_EXERCISE REQUIREMENTS_. Gather every line in the entries below that contains the word "wooden" and copy each of those lines in full.

_MATERIAL PROVIDED_.

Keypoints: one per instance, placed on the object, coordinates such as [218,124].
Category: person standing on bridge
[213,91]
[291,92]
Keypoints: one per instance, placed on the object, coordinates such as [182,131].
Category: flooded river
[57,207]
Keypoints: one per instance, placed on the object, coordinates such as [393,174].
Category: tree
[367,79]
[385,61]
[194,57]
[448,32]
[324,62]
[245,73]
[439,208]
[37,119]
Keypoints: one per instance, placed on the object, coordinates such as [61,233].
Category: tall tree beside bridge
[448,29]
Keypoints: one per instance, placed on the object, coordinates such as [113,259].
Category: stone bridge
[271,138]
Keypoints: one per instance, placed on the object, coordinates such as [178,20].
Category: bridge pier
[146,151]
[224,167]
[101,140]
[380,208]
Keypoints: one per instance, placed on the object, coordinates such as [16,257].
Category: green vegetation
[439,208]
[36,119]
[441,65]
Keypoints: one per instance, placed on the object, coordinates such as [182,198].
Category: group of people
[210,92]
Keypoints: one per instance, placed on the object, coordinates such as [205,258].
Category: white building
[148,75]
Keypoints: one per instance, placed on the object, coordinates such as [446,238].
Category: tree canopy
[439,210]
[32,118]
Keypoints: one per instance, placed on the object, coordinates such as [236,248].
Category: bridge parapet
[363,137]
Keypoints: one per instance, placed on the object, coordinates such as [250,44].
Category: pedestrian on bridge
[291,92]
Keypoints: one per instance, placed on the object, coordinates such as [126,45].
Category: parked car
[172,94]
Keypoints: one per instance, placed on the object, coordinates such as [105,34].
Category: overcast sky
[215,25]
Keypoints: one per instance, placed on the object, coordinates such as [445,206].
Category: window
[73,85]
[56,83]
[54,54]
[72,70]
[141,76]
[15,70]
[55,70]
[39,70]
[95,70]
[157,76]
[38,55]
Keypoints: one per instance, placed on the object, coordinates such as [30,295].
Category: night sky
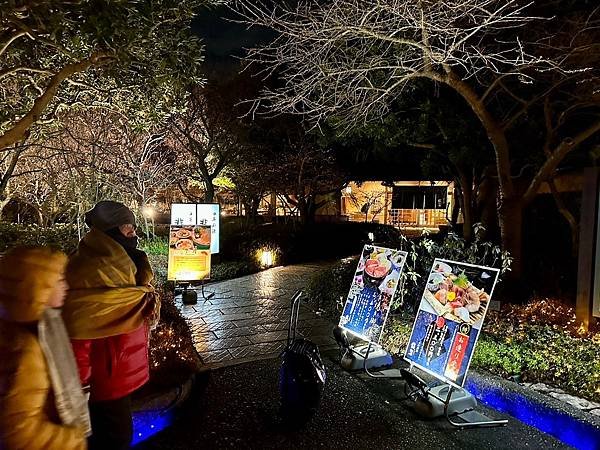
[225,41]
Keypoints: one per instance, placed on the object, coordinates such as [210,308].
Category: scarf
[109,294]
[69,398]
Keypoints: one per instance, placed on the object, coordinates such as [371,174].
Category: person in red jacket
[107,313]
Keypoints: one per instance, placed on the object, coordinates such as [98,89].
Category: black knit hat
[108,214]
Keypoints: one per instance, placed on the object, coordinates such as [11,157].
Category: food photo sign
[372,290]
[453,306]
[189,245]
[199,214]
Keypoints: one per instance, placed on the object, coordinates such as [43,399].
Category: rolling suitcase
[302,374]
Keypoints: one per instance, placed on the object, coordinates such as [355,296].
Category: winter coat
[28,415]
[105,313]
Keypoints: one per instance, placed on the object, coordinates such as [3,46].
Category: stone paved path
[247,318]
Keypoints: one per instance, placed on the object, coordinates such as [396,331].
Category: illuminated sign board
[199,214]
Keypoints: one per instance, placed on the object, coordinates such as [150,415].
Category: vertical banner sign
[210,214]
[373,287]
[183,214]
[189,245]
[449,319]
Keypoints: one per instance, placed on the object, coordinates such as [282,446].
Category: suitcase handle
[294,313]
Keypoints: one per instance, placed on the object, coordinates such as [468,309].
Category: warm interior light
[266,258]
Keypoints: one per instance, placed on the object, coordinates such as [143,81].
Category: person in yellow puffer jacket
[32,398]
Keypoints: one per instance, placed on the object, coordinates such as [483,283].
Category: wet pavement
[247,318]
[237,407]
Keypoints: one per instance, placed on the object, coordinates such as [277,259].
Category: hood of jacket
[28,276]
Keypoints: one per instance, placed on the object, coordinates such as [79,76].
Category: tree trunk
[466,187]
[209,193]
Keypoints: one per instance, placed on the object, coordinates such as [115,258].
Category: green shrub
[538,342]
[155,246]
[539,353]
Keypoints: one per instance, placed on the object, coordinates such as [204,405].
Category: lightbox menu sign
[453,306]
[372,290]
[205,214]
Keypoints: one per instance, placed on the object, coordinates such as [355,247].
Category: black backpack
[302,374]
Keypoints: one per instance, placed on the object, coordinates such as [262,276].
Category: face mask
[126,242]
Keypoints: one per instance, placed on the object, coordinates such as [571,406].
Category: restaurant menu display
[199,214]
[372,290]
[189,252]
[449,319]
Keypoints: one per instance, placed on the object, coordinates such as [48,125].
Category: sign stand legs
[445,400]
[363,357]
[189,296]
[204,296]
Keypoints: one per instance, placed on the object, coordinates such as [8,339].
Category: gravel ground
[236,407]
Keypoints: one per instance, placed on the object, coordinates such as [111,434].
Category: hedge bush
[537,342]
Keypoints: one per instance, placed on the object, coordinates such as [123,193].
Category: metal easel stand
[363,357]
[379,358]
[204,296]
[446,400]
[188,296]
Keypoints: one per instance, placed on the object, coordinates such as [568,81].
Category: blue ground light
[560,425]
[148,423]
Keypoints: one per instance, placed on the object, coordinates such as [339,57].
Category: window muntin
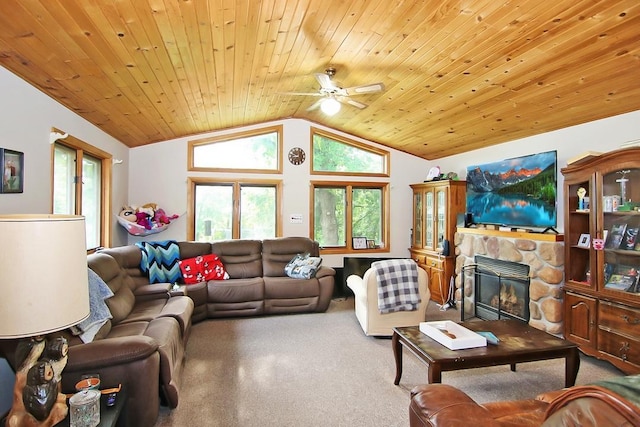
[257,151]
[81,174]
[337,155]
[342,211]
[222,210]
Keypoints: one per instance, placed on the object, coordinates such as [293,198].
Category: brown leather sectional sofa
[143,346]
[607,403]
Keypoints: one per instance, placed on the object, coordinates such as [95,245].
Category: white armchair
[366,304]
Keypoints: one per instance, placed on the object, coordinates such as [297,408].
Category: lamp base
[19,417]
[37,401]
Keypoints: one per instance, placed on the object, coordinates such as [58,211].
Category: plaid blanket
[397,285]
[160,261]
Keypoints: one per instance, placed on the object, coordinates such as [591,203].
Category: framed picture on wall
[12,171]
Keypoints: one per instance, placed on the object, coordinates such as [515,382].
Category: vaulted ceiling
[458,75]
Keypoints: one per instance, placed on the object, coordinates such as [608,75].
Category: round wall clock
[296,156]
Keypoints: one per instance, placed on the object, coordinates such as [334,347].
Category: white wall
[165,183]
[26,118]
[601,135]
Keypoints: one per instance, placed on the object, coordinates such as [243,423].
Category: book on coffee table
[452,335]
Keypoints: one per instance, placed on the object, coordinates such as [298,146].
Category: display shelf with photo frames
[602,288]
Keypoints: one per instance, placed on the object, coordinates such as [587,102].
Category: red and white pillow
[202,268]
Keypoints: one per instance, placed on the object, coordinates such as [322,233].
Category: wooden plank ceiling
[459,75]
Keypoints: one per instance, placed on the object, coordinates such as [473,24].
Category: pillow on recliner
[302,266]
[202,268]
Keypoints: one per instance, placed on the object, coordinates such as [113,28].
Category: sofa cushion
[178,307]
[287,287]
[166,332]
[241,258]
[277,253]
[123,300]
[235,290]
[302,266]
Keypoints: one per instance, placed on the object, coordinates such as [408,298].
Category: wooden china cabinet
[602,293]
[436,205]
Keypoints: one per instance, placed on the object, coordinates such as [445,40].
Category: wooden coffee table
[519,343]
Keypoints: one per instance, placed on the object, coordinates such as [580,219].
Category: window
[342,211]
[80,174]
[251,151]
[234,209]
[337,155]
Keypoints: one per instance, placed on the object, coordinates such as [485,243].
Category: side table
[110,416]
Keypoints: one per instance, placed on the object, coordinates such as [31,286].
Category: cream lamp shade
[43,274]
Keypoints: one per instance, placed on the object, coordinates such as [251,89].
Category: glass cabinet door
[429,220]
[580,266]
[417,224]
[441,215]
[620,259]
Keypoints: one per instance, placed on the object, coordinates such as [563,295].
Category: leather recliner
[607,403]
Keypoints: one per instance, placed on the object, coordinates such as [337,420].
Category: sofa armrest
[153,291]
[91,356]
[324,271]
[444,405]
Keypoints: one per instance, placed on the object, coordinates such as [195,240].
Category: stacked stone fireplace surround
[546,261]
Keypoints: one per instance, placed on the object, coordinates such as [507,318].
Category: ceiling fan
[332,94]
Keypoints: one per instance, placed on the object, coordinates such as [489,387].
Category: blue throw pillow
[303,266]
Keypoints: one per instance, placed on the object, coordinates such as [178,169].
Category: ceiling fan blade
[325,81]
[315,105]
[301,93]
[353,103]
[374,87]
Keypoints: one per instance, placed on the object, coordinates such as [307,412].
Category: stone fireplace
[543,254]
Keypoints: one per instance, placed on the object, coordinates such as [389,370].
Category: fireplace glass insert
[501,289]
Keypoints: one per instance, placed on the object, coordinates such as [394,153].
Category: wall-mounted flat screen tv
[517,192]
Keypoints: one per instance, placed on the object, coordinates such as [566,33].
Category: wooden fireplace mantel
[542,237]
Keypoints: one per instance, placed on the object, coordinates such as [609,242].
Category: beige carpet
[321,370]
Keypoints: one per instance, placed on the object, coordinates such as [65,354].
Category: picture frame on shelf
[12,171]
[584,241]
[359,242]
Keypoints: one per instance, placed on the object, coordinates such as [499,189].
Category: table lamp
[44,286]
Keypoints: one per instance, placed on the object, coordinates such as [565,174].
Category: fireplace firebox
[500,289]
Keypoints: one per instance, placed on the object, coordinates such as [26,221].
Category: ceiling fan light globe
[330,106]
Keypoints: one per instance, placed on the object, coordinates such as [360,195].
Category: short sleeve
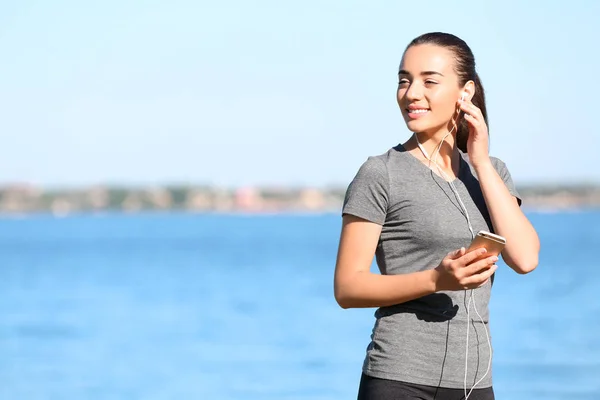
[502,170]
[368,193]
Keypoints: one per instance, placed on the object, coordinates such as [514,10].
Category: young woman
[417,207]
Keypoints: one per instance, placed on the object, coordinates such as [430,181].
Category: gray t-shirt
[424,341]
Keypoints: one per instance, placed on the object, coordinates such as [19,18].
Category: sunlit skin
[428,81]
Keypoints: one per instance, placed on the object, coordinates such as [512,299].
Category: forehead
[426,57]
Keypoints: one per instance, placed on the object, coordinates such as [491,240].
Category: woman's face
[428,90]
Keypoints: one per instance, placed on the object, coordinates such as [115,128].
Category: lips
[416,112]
* * *
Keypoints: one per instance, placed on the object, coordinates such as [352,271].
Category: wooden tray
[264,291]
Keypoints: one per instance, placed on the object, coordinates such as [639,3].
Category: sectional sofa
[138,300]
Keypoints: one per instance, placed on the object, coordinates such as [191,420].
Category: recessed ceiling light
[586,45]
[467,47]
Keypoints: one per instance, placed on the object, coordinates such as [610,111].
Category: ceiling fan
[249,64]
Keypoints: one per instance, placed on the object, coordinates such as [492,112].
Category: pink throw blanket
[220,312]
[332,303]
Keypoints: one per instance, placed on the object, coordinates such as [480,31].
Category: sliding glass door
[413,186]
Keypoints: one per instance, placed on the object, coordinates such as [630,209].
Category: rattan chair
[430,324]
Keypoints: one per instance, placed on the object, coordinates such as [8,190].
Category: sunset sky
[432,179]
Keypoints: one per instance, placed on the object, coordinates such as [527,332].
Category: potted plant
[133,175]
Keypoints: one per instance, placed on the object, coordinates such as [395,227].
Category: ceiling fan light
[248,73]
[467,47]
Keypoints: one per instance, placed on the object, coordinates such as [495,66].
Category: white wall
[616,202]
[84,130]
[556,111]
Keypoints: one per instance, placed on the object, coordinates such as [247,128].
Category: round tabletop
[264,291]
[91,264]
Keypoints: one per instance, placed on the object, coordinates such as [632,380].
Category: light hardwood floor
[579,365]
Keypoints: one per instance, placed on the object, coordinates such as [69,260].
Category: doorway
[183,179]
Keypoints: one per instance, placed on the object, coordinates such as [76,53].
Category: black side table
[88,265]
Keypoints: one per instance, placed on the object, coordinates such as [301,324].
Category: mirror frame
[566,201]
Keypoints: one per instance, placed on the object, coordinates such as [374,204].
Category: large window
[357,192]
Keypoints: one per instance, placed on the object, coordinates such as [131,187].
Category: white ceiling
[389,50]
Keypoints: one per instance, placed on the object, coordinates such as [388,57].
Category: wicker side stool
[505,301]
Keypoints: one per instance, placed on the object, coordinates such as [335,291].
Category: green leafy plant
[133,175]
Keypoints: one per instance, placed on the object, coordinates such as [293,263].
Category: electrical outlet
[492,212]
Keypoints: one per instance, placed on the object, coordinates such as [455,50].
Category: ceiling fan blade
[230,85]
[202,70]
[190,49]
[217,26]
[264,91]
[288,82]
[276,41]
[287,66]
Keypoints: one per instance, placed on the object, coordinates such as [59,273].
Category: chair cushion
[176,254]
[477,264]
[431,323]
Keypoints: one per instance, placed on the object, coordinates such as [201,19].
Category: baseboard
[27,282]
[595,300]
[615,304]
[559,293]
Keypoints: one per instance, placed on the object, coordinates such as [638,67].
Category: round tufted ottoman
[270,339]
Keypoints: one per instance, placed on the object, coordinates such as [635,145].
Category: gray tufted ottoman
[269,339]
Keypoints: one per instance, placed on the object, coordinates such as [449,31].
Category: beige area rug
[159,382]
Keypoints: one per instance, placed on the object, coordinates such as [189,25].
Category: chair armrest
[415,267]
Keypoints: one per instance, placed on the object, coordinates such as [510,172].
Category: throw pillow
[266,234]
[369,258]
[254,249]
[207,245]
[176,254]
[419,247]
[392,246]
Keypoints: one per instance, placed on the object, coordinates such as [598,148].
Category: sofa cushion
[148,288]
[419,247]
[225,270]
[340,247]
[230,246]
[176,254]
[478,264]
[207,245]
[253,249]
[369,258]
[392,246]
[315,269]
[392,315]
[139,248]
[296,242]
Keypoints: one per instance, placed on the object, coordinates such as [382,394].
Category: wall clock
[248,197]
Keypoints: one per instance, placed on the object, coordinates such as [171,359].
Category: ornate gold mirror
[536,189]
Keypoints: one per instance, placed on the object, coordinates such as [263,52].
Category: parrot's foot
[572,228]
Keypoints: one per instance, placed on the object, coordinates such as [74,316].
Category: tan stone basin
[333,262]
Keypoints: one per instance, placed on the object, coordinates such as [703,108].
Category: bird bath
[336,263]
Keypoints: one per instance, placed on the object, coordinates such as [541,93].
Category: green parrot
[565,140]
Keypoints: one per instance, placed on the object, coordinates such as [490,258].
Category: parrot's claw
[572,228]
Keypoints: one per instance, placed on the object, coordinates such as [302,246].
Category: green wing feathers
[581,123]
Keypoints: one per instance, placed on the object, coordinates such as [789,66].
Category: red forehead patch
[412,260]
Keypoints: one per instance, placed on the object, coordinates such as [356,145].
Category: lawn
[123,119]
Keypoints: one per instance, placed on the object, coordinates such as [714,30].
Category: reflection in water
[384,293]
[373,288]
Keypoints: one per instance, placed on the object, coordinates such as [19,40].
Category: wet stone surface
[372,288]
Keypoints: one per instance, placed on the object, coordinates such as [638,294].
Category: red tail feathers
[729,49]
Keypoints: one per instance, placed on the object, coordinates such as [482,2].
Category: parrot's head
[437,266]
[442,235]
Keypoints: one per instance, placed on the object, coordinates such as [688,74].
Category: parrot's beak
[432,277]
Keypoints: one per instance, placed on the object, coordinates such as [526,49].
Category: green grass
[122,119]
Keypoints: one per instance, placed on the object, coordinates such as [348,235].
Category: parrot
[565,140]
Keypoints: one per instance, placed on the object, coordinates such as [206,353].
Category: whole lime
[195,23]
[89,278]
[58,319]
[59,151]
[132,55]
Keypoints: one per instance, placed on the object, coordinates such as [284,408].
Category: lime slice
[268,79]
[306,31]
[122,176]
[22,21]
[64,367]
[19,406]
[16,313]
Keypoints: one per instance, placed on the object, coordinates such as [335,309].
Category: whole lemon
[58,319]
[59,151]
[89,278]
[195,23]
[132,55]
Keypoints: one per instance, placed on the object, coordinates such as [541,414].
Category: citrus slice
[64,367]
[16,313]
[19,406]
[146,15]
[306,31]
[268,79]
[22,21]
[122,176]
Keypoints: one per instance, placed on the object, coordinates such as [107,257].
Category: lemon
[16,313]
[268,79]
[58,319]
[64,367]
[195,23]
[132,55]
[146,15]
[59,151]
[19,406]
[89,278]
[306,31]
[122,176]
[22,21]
* * *
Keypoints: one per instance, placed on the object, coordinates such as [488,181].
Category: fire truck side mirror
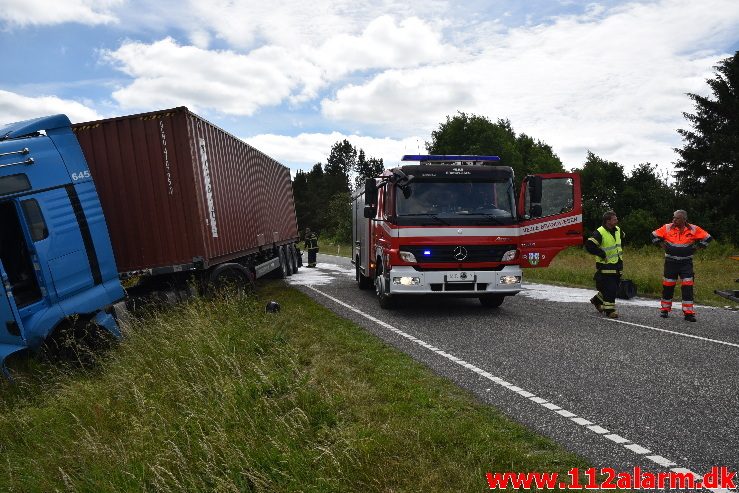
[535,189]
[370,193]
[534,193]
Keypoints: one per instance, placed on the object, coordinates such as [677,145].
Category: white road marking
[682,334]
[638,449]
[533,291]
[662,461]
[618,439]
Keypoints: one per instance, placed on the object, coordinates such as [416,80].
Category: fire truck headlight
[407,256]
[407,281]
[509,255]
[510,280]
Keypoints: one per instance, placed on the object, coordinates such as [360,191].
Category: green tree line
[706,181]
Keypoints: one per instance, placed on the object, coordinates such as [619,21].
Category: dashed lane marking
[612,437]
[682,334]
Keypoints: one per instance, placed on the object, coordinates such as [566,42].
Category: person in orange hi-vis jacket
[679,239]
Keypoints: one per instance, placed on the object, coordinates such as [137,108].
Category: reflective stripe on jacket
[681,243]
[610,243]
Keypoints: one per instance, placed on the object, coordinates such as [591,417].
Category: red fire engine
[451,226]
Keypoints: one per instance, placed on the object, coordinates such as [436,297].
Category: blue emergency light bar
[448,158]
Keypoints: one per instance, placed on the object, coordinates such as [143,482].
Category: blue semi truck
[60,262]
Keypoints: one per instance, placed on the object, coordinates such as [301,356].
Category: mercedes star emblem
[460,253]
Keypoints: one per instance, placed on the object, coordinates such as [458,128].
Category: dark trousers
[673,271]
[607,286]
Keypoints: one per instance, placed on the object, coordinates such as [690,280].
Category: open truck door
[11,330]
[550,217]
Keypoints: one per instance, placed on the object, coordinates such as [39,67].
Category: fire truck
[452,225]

_SOLUTION TO THIS EXERCISE_.
Category: wooden plank ceiling
Category: wooden china cabinet
Category: wooden coffee table
Category: wooden fireplace mantel
Category: wooden tray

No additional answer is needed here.